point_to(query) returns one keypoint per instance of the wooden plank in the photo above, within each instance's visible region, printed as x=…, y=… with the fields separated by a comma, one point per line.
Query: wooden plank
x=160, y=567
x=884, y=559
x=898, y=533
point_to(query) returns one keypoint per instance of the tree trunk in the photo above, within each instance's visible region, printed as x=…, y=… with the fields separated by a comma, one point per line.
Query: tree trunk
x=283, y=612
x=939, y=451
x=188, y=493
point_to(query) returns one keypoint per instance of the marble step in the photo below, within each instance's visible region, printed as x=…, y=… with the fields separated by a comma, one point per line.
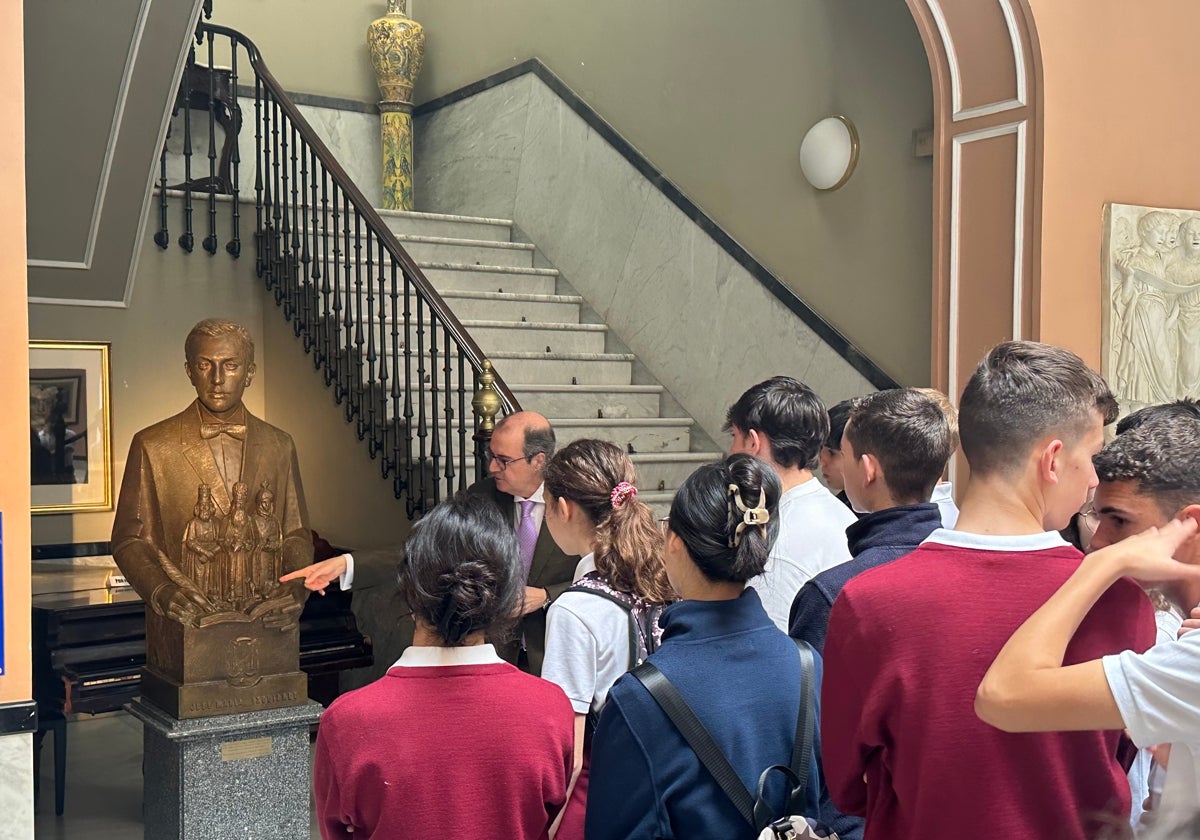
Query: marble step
x=669, y=469
x=591, y=401
x=468, y=251
x=555, y=369
x=444, y=277
x=511, y=306
x=443, y=225
x=634, y=435
x=490, y=306
x=496, y=336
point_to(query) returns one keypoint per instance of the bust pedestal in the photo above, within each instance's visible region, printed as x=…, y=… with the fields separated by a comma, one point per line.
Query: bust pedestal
x=244, y=775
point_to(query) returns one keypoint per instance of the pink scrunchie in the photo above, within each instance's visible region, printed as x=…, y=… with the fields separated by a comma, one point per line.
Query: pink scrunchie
x=621, y=492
○ ○ ○ ○
Give back each entry verbatim but drop its pictures.

Response box:
point_to(query) returns one keypoint per instance of the wooden plank in the photo above, within each instance's visible region, printed as x=…, y=… with the fields separated by a comma, one point per line.
Query: wooden plank
x=160, y=567
x=884, y=559
x=898, y=533
point_to(query) returns one keypoint per instance of the tree trunk in the photo above, within each instance's visible region, printed as x=…, y=… with the fields separated by a comma, one point per line.
Query: tree trunk
x=283, y=612
x=939, y=451
x=188, y=493
point_to(query) returns one keypoint per instance of the marble step in the photo below, within each instance's visible region, printed as x=…, y=… with the fields separated by a comma, one point per line.
Query: marble step
x=669, y=469
x=591, y=401
x=468, y=251
x=555, y=369
x=444, y=277
x=511, y=306
x=443, y=225
x=634, y=435
x=490, y=306
x=496, y=336
point_to(query) returns one keypoint per instance of the bust pedestal in the photo above, within each instance's visible region, printed as x=…, y=… with the fields separated by a comma, one point per line.
Query: bust pedestal
x=244, y=775
point_to(query) returns one keypoint per instance of the pink scrunchie in the photo above, within each instance's visible region, printed as x=…, y=… with the fields separated by a comma, one point per line.
Query: pink scrunchie
x=621, y=492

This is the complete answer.